---------- EXTRACT

Improvising at home: Rochester musician adapts to stay-at-home life
"As a listener, the first thing that catches my attention about jazz is the improvisation," said Jon Ailabouni, Rochester trumpeter, educator and composer.
That ability to improvise has helped Ailabouni rewrite his daily life amid the COVID-19 cancellations and closures.
As an educator and performer, needed to find a new rhythm quickly. He and his wife, Kate, wholeheartedly support social distancing and stay-at-home orders. Kate Ailabouni is studying for a second career in nursing at Luther College, he explained, noting she will graduate in December. They are the parents of Claire, 3, and Simon, 1.
"The most significant changes to daily life are that I am teaching remotely from home and splitting child care with Kate," Ailabouni said.
Their kids used to be in day care five days per week, while John was teaching at Luther and Winona State, and Kate was in nursing school full time, with clinical rotations at Mayo. Now, they’re both managing full-time work and school and full-time child care.
"We try to give the other half the day for work," Ailabouni said. "Everything else gets done while the kids are asleep."
Another big change for him is he’s no longer performing live.
"April was going to be a very busy performing month," he said, with engagements at the First Presbyterian Church here, "Jazz From Broadway" with the Rochester Chamber Music Society, a Des Moines Big Band gig, and a recording session with the Iowa Jazz Composers Orchestra.
A particularly difficult cancellation for Ailabouni was an April jazz service at Gloria Dei Lutheran Church here.
"Bringing jazz into worship is something I’ve been doing for the last ten years," he said. "Being the catalyst for jazz in worship feels increasingly like an honest expression of who I am artistically. I love to take the sophistication, soulfulness and innate spirituality I see in jazz and combine it with the hymnary and liturgical traditions of the church."
It’s been a big adjustment for the musician to have an open performance calendar.
"It’s forced me to slow down — to take a deep breath and try to take more time to care for myself and family," he said, adding, "Naturally, I also miss performing and connecting with other musicians."

--------------------
---------- STORED DATA

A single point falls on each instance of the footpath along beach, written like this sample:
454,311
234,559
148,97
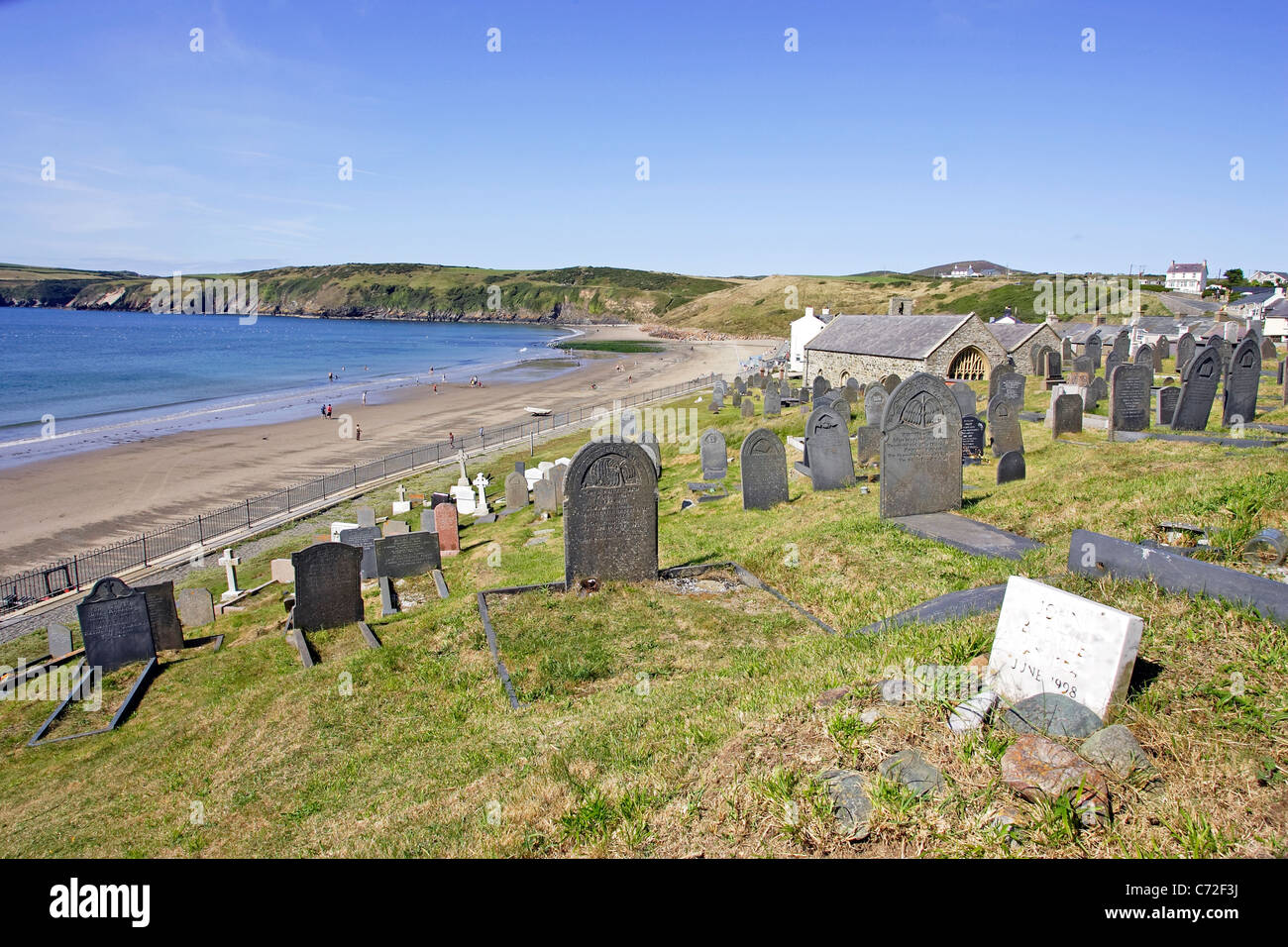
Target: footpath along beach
65,504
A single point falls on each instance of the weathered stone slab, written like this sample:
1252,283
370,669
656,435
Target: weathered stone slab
827,450
1094,554
921,470
610,514
1128,397
115,625
327,585
1012,467
197,605
412,554
763,462
1050,641
967,535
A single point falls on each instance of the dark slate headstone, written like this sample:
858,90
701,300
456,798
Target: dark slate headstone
544,495
610,514
713,455
162,615
973,440
874,405
196,607
1128,397
115,625
58,639
965,397
1065,415
763,463
1091,348
365,538
1241,380
773,403
1004,420
1166,403
1198,390
515,491
1010,467
329,585
412,554
827,449
921,470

--------------------

ACTIVITY A: According to the article about the Rochester trumpeter, at which church was the canceled April jazz service to be held?
ACTIVITY B: Go on with the article about the Rochester trumpeter, starting after its last sentence.
None of the items is needed for the tasks.

FINAL ANSWER A: Gloria Dei Lutheran Church

FINAL ANSWER B:
To make use of his increased practice time, he’s tackling new musical challenges that stretch his abilities.
"So far, I’ve mostly been composing musical challenges and exercises for myself," he said.
He’s also planning to record some of his original music virtually, by asking musician friends across the country to contribute tracks on their instruments and combining them into a finished project.
"I think we’ll see more and more musical collaborations of this kind over the next year," he said. "It’s the next best thing to standing beside fellow musicians to collaborate or perform."
Ailabouni said these new challenges are keeping him inspired the same way an upcoming performance might.
"I'm also doing more deep listening to recordings by my heroes to cope, to be inspired, and to persevere," he said.
Among Ailabouni’s jazz heroes are Miles Davis, John Coltrane, Clifford Brown, Ella Fitzgerald, Wayne Shorter, Mary Lou Williams, Count Basie and Woody Shaw.
Besides being able to spend more time with his musical heroes, he’s also been able to spend more time with his young children.
"They are at this incredible age where they are learning new things every week — every day, even," he said. "I feel closer to them than ever, which has been a real gift."
"I’ve also been forced to examine what’s really important," he continued. " I’ve spent more time talking with family and friends, some of whom I haven’t spoken with in years. These conversations always leave me feeling connected and hopeful."